Shape annotation entries

>>>

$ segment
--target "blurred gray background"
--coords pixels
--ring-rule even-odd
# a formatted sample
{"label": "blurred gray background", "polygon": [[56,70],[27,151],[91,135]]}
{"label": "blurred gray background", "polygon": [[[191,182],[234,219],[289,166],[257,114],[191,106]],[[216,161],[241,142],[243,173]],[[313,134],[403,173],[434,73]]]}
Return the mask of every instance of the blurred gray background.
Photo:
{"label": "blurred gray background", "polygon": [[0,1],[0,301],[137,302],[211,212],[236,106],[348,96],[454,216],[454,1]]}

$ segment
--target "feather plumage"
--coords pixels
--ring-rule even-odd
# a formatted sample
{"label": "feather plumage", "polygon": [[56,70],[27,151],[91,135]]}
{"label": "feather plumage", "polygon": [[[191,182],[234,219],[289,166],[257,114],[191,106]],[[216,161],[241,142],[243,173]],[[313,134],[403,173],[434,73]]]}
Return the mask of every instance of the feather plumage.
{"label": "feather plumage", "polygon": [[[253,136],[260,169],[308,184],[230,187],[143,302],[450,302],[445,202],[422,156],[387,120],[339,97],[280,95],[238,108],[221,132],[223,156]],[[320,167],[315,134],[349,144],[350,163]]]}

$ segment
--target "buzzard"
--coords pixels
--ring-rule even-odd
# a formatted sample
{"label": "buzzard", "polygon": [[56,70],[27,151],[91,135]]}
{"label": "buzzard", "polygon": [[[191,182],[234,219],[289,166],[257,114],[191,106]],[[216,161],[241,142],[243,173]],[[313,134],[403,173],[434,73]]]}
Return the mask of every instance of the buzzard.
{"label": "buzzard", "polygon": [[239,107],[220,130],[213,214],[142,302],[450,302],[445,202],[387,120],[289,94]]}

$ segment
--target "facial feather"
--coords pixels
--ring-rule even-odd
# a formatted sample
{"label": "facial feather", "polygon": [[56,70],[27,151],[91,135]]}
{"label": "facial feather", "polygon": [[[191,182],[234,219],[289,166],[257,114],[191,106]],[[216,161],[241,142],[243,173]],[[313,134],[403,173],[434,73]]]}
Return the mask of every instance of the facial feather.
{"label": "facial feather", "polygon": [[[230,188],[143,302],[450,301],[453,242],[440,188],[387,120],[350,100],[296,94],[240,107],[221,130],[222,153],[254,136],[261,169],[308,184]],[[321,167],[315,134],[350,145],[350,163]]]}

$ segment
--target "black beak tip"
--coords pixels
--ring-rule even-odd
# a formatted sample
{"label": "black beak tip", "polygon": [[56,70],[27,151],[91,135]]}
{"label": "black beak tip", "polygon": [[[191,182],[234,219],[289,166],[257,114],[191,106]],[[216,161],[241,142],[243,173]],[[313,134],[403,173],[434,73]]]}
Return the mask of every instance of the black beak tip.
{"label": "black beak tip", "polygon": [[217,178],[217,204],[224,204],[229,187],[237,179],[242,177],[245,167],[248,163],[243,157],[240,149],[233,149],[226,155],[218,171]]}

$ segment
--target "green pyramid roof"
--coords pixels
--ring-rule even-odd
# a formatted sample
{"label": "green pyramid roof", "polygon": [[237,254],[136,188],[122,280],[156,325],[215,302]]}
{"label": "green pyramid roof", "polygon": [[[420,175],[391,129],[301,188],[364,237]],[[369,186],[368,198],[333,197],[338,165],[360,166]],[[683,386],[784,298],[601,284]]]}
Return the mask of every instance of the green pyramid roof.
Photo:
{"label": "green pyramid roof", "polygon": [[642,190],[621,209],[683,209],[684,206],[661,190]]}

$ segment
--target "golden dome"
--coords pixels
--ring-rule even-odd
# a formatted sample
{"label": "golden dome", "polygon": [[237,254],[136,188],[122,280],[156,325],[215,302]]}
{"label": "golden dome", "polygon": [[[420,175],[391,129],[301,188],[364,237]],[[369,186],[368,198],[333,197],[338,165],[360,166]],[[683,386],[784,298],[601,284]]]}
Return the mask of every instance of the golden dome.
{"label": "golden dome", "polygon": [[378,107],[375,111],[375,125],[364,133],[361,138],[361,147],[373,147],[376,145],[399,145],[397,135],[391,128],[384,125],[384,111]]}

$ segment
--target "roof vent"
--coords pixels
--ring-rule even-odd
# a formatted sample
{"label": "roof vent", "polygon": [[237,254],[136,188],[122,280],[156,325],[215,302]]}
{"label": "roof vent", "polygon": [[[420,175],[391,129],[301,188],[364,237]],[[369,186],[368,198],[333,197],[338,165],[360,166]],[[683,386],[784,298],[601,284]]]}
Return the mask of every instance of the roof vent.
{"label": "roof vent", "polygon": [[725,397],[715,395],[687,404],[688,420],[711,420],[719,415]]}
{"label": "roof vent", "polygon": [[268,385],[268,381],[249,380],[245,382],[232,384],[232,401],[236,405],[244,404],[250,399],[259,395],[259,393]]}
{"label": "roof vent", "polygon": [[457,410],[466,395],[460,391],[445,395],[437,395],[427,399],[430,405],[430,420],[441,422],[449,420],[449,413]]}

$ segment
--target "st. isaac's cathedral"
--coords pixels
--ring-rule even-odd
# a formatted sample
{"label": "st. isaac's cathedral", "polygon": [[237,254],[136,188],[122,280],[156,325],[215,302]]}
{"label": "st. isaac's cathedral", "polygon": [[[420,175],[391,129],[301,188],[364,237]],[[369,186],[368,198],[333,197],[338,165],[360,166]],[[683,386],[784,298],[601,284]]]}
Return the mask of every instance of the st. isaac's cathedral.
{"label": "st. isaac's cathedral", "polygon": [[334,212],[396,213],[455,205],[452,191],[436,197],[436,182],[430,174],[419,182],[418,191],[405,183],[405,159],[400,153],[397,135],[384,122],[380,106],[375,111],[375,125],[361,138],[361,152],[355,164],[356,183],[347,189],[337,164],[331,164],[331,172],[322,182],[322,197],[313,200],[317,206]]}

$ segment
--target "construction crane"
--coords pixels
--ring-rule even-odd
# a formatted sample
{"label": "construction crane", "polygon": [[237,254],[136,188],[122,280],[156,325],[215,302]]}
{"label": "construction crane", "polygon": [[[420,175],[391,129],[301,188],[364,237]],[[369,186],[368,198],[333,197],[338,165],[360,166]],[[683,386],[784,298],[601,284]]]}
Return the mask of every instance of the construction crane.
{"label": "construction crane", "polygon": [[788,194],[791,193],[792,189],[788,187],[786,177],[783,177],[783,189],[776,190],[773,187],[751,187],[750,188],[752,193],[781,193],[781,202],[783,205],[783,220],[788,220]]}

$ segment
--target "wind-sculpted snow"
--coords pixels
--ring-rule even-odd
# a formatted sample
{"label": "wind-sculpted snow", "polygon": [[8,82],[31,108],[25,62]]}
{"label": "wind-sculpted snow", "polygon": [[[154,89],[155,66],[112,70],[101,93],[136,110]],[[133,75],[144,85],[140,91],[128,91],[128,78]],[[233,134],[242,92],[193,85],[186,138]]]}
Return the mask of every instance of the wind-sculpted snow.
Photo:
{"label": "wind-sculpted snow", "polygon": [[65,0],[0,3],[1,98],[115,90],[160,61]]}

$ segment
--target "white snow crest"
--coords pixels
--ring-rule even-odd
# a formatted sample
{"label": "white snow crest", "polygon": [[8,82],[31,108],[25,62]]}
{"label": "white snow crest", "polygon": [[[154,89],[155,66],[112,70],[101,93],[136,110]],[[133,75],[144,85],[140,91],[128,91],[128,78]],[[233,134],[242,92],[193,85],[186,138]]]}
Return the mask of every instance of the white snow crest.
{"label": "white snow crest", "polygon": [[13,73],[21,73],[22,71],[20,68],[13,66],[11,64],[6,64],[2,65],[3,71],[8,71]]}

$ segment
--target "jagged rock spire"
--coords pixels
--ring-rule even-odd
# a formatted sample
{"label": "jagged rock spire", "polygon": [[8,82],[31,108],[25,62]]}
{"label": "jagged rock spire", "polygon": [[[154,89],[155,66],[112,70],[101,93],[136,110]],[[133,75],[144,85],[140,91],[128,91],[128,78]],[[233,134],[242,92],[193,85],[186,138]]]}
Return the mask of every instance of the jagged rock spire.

<<<

[Task to carry out]: Please locate every line in the entries above that contains the word "background" and copy each one. Case counts.

[Correct result]:
--target "blurred gray background"
{"label": "blurred gray background", "polygon": [[56,70],[27,151],[91,135]]}
{"label": "blurred gray background", "polygon": [[[191,182],[234,219],[289,166],[257,114],[191,106]],[[216,161],[241,142],[243,173]],[[313,134],[403,173],[434,73]]]}
Return the mask of every instance of the blurred gray background.
{"label": "blurred gray background", "polygon": [[0,1],[0,301],[137,302],[211,212],[236,106],[348,96],[454,216],[454,1]]}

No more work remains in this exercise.